■ Passage provided ■
Is it only rape then if the girl is too drunk and the man sober? Or is it still rape if they are both drunk horny irresponsible idiots? Where is the pure and simple line drawn. Is consent always verbal or can actions be considered consent?
Drunk and easy.
It is no secret that the majority of my friends are male. I find the chaps good company and have a 'what you see is what you get' attitude that I like. I've often been out on nights out as the only female in their company and I've heard the way they talk about women, and although I've never heard them call a woman a 'hooker' in reference to the way she dresses, I know they can spot an'easy' girl a mile off, and nine times out of then she will be drunk and wearing very little.
But on the other hand, I"ve seen the way women act around them-especially one of the Italians, a very good looking wolfy chap, and I gotta tell ya, it ain't pretty. They practically get on his lap. What's he to do? Send them home with an admonishment? Is he a bastard for taking advantage of their drunken selves and lowered inhibitions? Or does his responsibility for their welfare stop the moment they sit on his lap and stick their tongue in his ear?
In this day and age with everyone jumping up and down and screaming about their rights and demanding to be treated equally a lot of common sense has gone straight out the window. Fed on a diet of girl power and booze, women are taking risks they didn't take before. Drinking until they pass out, acting with sexual aggression, celebrity pole notching, kiss and tells, dressing like porn stars and taking more and more risks.
It is an unpopular thing for a woman to say-I know I always get slated by my female friends whenever I say it- and the sister of my friend gets particularly angry about it, but while yes, every woman has the right to be safe and not assualted or raped, those rights must go hand in hand with good sense.
If you are a young woman, staggering down a dark street, blind drunk, with hardly any clothes on, in the middle of the night, it does not mean you 'deserve' (I am really starting to hate that word) to get raped, far from it. But if you do get raped following the above scenario, you do need to ask yourself, did I practice good judgment? I don't deserve this, but was there anything I could have done to minimise the danger I put myself in.
At the end of the day rapists doesn't give a fiddler's fuck about rights, girl power, deserve, Sun campaigns, bloggers or consent. What the rapist is looking for is vulnerability. And that is something where we women can hold the upper hand.

43 Comments:

Anonymous Anonymous said...

very interesing piece

11:44 a.m.  
Blogger fatmammycat said...

Cheers and welcome.

12:16 p.m.  
Anonymous Anonymous said...

Applauses, applauses.

I get into this argument/discussion myself quite a lot, and I agree with you 100%. Nothing else I can say, really, except well done. That was well written, compassionate and level-headed.

12:17 p.m.  
Blogger SheBah said...

■ Provided information ■
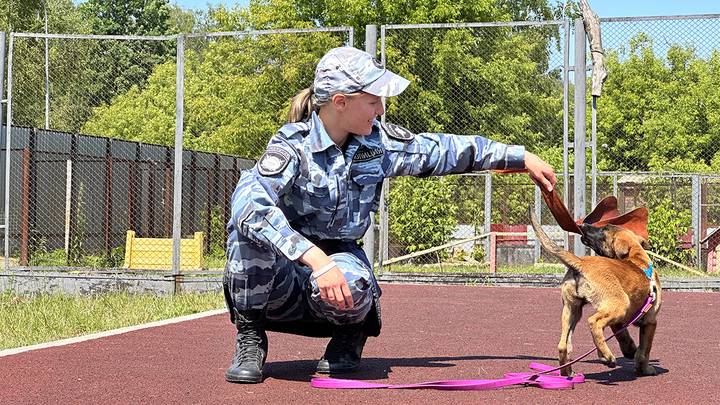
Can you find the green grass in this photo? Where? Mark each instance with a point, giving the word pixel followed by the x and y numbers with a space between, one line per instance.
pixel 27 320
pixel 546 268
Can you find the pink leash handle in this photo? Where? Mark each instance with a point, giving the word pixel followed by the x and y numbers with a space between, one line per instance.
pixel 546 377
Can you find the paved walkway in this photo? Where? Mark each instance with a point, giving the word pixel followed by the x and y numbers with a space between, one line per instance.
pixel 430 333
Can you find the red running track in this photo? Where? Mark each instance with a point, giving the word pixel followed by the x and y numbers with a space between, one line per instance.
pixel 430 333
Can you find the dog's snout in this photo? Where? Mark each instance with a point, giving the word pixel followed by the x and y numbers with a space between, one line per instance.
pixel 589 230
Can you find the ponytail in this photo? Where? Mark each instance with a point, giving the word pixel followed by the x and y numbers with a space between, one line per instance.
pixel 303 104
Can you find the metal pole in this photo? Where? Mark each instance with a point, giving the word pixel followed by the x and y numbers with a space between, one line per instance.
pixel 47 75
pixel 538 215
pixel 8 154
pixel 351 36
pixel 566 121
pixel 696 220
pixel 579 141
pixel 177 184
pixel 384 225
pixel 369 238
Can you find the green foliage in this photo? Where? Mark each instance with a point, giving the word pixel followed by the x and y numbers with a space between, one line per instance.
pixel 660 113
pixel 423 212
pixel 26 320
pixel 77 238
pixel 665 225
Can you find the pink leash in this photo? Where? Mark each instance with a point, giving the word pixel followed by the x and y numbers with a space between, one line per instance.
pixel 545 376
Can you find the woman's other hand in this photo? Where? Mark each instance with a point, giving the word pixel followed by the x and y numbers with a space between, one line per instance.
pixel 540 172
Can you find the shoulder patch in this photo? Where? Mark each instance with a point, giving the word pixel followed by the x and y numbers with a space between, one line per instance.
pixel 398 132
pixel 365 154
pixel 273 161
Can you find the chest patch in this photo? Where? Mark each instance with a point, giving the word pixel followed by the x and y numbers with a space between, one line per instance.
pixel 273 161
pixel 398 132
pixel 365 154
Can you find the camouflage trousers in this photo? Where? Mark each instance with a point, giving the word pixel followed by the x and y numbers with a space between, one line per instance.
pixel 259 278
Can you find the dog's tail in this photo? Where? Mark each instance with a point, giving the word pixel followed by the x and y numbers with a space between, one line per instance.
pixel 551 247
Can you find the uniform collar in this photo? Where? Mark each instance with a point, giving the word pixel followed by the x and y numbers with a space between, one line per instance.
pixel 319 138
pixel 371 141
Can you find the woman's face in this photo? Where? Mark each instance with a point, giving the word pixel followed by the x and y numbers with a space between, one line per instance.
pixel 360 111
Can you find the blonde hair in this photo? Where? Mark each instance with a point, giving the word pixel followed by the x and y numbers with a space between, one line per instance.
pixel 302 106
pixel 304 103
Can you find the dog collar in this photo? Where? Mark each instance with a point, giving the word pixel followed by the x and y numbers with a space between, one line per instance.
pixel 648 271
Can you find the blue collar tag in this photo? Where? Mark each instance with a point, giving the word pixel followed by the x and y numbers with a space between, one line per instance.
pixel 648 271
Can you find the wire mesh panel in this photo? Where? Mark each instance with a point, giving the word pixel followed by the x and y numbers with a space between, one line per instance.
pixel 500 80
pixel 658 114
pixel 238 88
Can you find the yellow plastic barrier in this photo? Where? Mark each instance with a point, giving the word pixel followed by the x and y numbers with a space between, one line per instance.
pixel 156 253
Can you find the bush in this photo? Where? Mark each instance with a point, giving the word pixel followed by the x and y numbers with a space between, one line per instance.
pixel 422 211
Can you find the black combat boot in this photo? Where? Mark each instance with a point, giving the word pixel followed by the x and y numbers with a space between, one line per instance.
pixel 343 353
pixel 250 349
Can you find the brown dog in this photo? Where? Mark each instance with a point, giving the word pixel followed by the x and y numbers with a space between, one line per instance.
pixel 615 284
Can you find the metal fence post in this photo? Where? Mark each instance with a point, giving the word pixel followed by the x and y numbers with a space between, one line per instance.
pixel 5 184
pixel 579 138
pixel 177 184
pixel 369 238
pixel 566 121
pixel 696 219
pixel 8 155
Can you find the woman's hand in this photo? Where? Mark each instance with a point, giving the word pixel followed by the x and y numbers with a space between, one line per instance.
pixel 332 284
pixel 540 172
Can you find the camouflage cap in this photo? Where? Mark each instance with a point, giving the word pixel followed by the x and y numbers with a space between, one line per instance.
pixel 349 70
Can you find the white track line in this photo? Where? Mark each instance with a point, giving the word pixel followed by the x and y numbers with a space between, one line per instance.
pixel 77 339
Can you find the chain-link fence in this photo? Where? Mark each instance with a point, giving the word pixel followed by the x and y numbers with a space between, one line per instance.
pixel 73 197
pixel 505 81
pixel 238 88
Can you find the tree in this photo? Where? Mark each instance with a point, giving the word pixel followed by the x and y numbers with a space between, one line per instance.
pixel 660 113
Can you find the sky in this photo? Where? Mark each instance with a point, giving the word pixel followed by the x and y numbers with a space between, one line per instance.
pixel 604 8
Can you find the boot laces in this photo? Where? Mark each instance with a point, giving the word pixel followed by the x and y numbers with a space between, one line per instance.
pixel 345 340
pixel 248 344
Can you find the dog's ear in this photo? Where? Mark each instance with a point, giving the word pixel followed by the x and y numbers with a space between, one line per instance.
pixel 621 246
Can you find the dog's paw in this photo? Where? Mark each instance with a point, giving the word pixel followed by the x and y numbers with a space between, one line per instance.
pixel 647 370
pixel 567 372
pixel 609 361
pixel 629 354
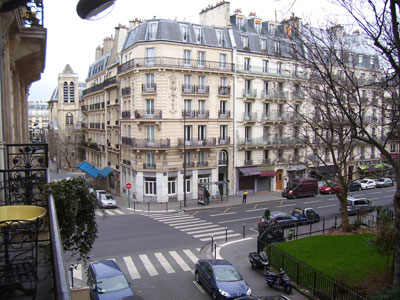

■ Brief ■
Continue the blog post about drinking and consent from the point where it stops. The data are a separate set of material from the blog post about drinking and consent.

■ Exercise answer ■
On my weekend trip to Dublin a fortnight ago (after a 6 year absence), I couldn’t help noticing that the girls were still “so pretty” but also…. so fat and so drunk! We went to a pub on the Friday night which had live music and everybody was singing along and dancing – the crack was good, but there was a group of women, from 20’s to 40’s, doing some drunken dancing. Most of them were fake blonde, very pretty faces, rolls of fat on display over small skirts or trousers, plus acres of cleavage – I concluded, perhaps incorrectly, that Dublin girls are going for a very overtly tarty fashion look at present. Subtly sexy it wasn’t! However, I do defend a woman's right to dress anyway she likes. I feel it is behaviour that needs to be modified. Their behaviour towards the men in their group, and stray passing males on their way to the loo, was loud, suggestive and quite aggressively predatory. They were having a lot of fun, and I admit I laughed a lot at their antics, and sang-a-long with them. But they did appear to be “up for anything”, so it is not surprising that some of the men may have got the message that they were available and easy. I do agree with you that getting into a car and leaving with a man in these circumstances is tantamount to a “yes” message to take things further.

However, your later comment worried me.

"If you are a young woman, staggering down a dark street, blind drunk, with hardly any clothes on, in the middle of the night, …………But if you do get raped following the above scenario, you do need to ask yourself, did I practice good judgment”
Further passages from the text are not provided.